#### YOUR TASK:
Collect every line in the items below that contains the word "black", and copy each of those lines in full.

#### SUPPLIED MATERIAL:
..........

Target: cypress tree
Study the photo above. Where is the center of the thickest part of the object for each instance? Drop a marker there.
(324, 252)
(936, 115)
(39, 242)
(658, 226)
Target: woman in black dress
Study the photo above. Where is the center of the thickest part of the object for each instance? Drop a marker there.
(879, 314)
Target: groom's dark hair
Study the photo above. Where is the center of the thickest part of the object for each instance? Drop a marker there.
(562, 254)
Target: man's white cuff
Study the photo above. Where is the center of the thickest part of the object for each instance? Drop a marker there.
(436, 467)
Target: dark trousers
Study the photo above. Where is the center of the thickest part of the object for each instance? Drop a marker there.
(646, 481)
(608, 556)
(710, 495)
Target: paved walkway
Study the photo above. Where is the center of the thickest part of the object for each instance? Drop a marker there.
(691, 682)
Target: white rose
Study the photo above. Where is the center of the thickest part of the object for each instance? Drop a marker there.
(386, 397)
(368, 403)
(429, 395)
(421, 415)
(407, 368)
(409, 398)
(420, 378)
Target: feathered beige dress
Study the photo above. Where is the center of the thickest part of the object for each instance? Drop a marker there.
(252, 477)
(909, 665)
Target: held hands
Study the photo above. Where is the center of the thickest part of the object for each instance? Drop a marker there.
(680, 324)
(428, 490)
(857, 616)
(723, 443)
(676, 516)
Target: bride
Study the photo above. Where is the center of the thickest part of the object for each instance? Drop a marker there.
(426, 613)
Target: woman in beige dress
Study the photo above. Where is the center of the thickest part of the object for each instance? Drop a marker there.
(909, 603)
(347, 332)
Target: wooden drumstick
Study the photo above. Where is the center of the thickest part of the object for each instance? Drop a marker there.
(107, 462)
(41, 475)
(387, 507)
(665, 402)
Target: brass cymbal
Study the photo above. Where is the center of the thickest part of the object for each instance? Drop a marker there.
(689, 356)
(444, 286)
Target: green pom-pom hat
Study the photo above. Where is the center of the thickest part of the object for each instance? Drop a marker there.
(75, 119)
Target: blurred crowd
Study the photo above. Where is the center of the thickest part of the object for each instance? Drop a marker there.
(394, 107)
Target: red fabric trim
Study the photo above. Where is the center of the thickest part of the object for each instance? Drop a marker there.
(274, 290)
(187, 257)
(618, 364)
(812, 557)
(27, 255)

..........

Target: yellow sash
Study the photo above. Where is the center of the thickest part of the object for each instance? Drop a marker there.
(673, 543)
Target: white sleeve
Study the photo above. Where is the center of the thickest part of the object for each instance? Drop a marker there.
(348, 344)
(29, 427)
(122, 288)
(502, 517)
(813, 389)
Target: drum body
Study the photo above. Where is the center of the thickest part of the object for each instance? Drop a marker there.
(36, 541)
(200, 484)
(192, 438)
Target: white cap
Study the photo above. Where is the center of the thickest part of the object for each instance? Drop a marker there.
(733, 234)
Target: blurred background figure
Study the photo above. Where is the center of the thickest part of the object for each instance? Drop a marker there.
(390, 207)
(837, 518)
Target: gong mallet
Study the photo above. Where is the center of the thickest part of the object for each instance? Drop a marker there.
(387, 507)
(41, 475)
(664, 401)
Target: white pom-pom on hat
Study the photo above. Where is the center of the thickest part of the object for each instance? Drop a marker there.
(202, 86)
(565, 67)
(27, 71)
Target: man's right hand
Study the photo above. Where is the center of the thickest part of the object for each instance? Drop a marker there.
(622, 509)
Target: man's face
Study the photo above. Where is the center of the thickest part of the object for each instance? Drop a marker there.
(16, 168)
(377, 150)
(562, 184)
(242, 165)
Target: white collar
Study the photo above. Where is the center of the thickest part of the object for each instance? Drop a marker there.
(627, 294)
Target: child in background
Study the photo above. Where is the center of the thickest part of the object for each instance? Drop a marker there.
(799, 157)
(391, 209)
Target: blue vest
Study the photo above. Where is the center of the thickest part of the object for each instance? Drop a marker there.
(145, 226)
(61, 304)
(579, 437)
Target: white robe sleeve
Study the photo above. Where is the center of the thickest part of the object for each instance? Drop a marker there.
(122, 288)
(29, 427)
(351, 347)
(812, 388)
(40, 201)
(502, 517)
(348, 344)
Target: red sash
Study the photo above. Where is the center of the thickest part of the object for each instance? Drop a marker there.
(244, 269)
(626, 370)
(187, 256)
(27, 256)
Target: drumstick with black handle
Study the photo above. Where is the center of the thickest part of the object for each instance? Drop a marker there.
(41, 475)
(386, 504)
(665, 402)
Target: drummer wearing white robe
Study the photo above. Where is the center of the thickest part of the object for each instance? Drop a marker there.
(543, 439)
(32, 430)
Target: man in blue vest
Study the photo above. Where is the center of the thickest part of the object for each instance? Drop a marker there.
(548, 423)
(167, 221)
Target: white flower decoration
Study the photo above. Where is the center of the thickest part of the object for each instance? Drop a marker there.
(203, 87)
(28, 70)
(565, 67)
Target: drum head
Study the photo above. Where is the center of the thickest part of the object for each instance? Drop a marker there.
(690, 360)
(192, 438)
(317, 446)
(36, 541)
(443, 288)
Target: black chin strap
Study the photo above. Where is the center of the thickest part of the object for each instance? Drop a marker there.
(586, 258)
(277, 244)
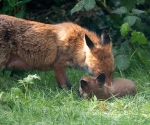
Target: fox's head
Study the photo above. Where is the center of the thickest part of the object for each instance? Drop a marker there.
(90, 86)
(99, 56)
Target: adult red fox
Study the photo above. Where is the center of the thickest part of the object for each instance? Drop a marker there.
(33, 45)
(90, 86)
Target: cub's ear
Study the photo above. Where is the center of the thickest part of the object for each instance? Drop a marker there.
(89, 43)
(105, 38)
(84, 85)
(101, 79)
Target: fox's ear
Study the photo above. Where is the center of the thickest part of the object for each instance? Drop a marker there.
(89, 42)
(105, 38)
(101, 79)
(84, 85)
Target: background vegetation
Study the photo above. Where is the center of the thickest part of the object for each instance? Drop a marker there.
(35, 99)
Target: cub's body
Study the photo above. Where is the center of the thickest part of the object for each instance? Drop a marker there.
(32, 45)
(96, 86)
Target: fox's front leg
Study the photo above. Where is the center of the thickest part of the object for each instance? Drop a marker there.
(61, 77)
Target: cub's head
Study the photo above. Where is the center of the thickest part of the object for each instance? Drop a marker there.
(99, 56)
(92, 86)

..........

#### COMPLETE OUTPUT:
Target: woman in black dress
Target: drumstick with black handle
Target: black chin strap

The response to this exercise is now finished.